Dataset entries

- Opening Delimiter -

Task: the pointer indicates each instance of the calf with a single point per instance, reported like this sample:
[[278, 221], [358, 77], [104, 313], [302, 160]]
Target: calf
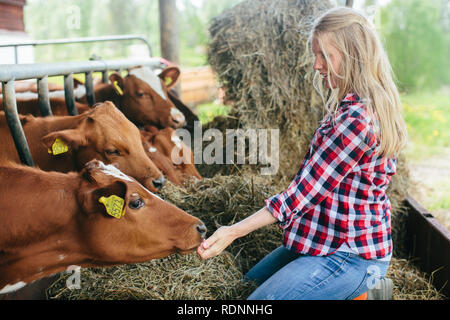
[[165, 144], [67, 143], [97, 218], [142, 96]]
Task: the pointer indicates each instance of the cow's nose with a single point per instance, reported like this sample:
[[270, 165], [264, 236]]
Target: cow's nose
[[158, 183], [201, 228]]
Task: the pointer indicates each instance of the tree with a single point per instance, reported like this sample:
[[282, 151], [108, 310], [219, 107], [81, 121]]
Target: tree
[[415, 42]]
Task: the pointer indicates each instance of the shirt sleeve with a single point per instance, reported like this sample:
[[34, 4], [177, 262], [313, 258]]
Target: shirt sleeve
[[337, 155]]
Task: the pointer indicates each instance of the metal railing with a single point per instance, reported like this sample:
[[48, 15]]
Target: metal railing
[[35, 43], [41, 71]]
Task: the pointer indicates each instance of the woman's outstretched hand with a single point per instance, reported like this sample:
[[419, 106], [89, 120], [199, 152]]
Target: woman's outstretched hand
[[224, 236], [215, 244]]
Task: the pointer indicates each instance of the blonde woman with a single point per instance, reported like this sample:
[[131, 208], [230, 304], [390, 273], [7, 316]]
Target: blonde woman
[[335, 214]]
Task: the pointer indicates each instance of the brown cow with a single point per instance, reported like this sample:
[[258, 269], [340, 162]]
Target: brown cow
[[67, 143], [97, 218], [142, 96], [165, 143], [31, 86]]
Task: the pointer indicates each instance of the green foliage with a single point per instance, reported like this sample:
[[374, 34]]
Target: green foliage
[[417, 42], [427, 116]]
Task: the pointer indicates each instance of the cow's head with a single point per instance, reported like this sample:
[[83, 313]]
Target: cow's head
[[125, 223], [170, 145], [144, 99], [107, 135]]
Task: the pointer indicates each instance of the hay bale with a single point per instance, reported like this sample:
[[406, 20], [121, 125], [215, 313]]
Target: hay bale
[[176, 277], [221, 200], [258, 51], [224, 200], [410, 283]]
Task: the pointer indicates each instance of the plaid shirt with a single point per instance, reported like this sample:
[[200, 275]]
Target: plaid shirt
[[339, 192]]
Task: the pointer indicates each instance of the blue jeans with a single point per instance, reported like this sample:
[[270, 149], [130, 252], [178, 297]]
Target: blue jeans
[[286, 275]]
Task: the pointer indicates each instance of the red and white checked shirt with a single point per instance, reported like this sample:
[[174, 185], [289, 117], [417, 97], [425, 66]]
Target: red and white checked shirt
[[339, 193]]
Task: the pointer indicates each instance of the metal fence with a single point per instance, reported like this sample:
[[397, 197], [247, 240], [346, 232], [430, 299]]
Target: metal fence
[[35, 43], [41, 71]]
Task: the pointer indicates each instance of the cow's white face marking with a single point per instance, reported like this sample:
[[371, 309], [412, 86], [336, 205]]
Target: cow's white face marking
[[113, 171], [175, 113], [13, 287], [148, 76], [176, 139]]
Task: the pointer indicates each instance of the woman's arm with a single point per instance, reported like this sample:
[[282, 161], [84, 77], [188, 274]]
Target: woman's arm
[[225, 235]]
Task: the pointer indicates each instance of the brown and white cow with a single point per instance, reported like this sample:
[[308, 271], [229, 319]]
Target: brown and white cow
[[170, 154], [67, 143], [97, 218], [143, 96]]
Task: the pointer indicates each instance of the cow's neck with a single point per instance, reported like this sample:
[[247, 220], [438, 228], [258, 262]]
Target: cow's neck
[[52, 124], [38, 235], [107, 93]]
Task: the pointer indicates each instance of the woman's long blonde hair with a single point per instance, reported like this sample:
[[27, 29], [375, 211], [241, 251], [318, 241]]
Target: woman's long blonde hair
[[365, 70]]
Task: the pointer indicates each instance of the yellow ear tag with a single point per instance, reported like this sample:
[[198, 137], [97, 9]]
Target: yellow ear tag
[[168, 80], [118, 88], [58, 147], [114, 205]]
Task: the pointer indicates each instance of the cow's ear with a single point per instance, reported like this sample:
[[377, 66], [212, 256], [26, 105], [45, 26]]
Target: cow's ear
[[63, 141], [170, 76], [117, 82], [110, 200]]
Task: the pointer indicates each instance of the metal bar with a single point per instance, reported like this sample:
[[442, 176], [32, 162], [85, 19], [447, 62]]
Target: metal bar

- Closing Delimiter -

** What needs to be done **
Among the lines above, repeat exactly those from the line with "the woman's outstretched" to the line with "[[131, 208], [230, 304], [390, 273], [7, 316]]", counting both ends.

** Task response **
Task: the pointer indicates each instance of the woman's outstretched hand with a single point per instance, reported like this sample:
[[419, 106], [89, 120], [199, 152]]
Target: woman's outstretched hand
[[224, 236], [215, 244]]
Task: the pointer indicates each instance of the blonde woman with a single point per instance, reported like this sample:
[[131, 208], [230, 304], [390, 273], [7, 316]]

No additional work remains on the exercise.